BEGIN Article

Monday, November 28, 2011

i hate myself!

Wednesday, September 21, 2011


i wish we could go back to the days where chasing was just a game and not a sport.
when dancing was for fun and loving someone was never a scary thought.
when kisses were as bad as a STD and holding on to your friends was never hard to do.
fights never broke out and neither did hearts.
why cant we just all sit on the play ground and tell stories about what we were going to do once we were all president.
whenever you never worried about someone cheating or being jealous.
why is it that once we grow up everyone is out to steal your cookies.
no one is aloud to see you cry anymore
and momma just doesn't want to hear "it"
if growing up is the difference between being a princess for halloween or a slutty cop then don't even bother packing up my stuffed animals.

END Article
BEGIN Raw data

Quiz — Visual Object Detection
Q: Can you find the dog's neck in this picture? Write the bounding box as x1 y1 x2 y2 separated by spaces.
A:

END Raw data

◆ To-do list:
- a) In the blog post about missing childhood, what did the writer wish everyone could sit on the playground and tell stories about?
- b) Carry on the blog post about missing childhood, starting after its final line.

◆ Solved tasks:
- a) What they were going to do once they were all president.

- b)
Monday, May 2, 2011

my immortal


I'm so tired of being here
Suppressed by all my childish fears
And if you have to leave
I wish that you would just leave
'Cause your presence still lingers here
And it won't leave me alone

These wounds won't seem to heal
This pain is just too real
There's just too much that time cannot erase

When you cried I'd wipe away all of your tears
When you'd scream I'd fight away all of your fears
And I held your hand through all of these years
But you still have
All of me

You used to captivate me
By your resonating light
Now I'm bound by the life you left behind
Your face it haunts
My once pleasant dreams
Your voice it chased away
All the sanity in me

These wounds won't seem to heal
This pain is just too real
There's just too much that time cannot erase


I've tried so hard to tell myself that you're gone
But though you're still with me
I've been alone all along

Monday, February 14, 2011

all i want to do is trade this life for something new


you make me sick!
you walk around saying you know what love is all about
but no!
step back
you broke her heart
look down
you dont deserve her!
the only reason she cant move on is because
the hardest part of ending is starting again.

Monday, February 7, 2011

bigger then us


i got my wish
but when i look in your eyes i cant help but think time only lasts as long as a feeling.
this feel is forever. i guess i finally found my way in to your head.
love is more then time, more then a song, bigger then me and bigger then us
but all we can do is remember what "love" stands for.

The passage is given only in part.